TEXT SEGMENT:
########################################

Monday, July 21, 2025

Martha, Martha, Martha

Luke 10: 38-42   
July 20, 2025

 

Does anyone here relate to Martha?

Are any of you here do-ers?

Do you like to get things done and be productive?

Do you like to keep yourself busy doing things?

One Thing
Mollie Walker Freeman

Do you like to make and complete a to do list?

Do you enjoy taking care of
people and being a good host?

Do you like serving others with helpful tasks?

Making a difference? getting that check list done?

In other words, turning your faith into action in solid and real ways?

Good.

 

Some pastor somewhere is going to say that

this story is telling you that you should stop that

and be more contemplative and spend your time in prayer.

But I’m not.

And not just because the church would collapse

without all the helpful people that are here.

It’s more than that.

 

If you’re a “Martha” your service is valued, and necessary.

God needs our work and tasks.

I don’t think Jesus was at Martha’s house to

scold her for being so busy and task oriented.

 

We serve a God and a Messiah who was incarnational.

Whose love wasn’t just an airy fairy kind of statement of love.

It was real, it was solid and practical.

The Word became flesh and lived among us

and our words are expected to become flesh too.

 

We say that love is not just feelings or sentiment.

Love is shown in day in, day out actions.

Making meals, giving hugs, taking out the garbage.

We just got finished with Jesus parable of the Good Samaritan.

Being a neighbor is stopping to help, tending wounds,

and lifting someone out of the dirt.

########################################

INFORMATION SHOWN:
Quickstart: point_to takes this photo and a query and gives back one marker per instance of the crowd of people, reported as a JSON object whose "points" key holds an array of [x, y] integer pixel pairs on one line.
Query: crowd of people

########################################

STATED EXERCISE: Carry on the sermon about Martha from its last line. The material has no connection to the sermon about Martha.

TASK RESULT:
It’s not just saying “God loves you, but I’m going

to hear a lecture on Jesus, so I don’t have time for your problem.”

So Martha putting together an olive and cheese platter

and sweeping the floor was not just idle busy work,

it was her way of showing her love and respect for a special guest.

 

It was also very much her job and duty,

and not completely a choice she made.

In Martha’s time, women were not expected

to sit and talk to guests.

They were expected to be up and doing stuff,

making the meal, getting what guests needed, cleaning up.

 

Martha is doing exactly what is expected of her.

She is filling the role that women had filled for almost ever.

 

And frankly, we’re not too far away from that mindset.

In my last church one of the major objections of opening

up their child-care center in 1980 was that, in doing so,

the church was encouraging women to work outside the home.

 

In Martha’s time and beyond, women did all the home

stuff so that men could run the business or go to work,

and also so the men could be the spiritual guides for the family.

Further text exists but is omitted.